## Page excerpt

WASHINGTON: The dramatic arrest of a Chinese telecommunications executive has driven home why it will be so hard for the Trump administration to resolve its deepening conflict with China.
In the short run, the arrest of Huawei’s chief financial officer heightened skepticism about the trade truce that Presidents Donald Trump and Xi Jinping reached last weekend in Buenos Aires, Argentina. On Thursday, US stock markets tumbled on fears that the 90-day cease-fire won’t last, before regaining most of their losses by the close of trading.
But the case of an executive for a Chinese company that’s been a subject of US national security concerns carries echoes well beyond tariffs or market access. Washington and Beijing are locked in a clash over which of the world’s two largest economies will command economic and political dominance for decades to come.
“It’s a much broader issue than just a trade dispute,” said Amanda DeBusk, chair of the international trade practice at Dechert LLP. “It pulls in: Who is going to be the world leader essentially.”
The Huawei executive, Meng Wanzhou, was detained by Canadian authorities in Vancouver as she was changing flights Saturday — the same day that Trump and Xi met at the Group of 20 summit in Argentina and produced a cease-fire in their trade war. The Globe and Mail newspaper, citing law enforcement sources, reported that Meng is suspected of trying to evade US sanctions on Iran. She faces extradition to the United States, and a bail hearing was set for Friday.

## Extracted data
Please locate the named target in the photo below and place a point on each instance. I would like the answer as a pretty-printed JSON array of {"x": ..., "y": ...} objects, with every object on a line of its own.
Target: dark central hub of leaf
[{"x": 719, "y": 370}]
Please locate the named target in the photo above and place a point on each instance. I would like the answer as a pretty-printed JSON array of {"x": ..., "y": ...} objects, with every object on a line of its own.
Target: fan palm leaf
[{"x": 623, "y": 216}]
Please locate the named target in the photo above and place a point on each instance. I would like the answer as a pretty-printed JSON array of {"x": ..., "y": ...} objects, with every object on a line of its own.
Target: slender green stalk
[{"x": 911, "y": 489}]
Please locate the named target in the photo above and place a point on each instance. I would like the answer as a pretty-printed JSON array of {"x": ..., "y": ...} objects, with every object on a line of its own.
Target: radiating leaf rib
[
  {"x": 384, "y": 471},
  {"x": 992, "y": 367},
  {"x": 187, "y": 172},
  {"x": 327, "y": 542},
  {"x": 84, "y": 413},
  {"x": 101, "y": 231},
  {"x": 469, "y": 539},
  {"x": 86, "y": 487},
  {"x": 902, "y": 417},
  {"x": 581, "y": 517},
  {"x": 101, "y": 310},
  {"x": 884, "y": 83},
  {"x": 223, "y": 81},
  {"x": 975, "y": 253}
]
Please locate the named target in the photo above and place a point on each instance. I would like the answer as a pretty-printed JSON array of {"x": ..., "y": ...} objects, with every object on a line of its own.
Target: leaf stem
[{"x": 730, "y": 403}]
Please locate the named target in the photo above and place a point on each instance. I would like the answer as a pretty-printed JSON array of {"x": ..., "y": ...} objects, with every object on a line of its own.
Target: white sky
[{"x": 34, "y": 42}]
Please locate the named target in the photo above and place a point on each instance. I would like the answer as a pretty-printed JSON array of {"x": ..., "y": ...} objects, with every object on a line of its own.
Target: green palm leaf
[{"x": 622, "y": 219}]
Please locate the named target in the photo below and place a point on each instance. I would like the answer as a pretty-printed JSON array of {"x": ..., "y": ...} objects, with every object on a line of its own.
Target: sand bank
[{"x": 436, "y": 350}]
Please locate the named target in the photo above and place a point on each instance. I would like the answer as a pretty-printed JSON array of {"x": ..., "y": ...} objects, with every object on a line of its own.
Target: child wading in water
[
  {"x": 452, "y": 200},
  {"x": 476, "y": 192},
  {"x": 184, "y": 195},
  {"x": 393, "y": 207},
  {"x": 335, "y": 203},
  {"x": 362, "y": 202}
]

## Stated exercise 1
In the news excerpt, where was Meng Wanzhou detained?
## Stated exercise 2
Name every person the news excerpt identifies by full name.

## Task response 1
Canadian authorities detained her in Vancouver while she was changing flights.

## Task response 2
Donald Trump, Xi Jinping, Amanda DeBusk, Meng Wanzhou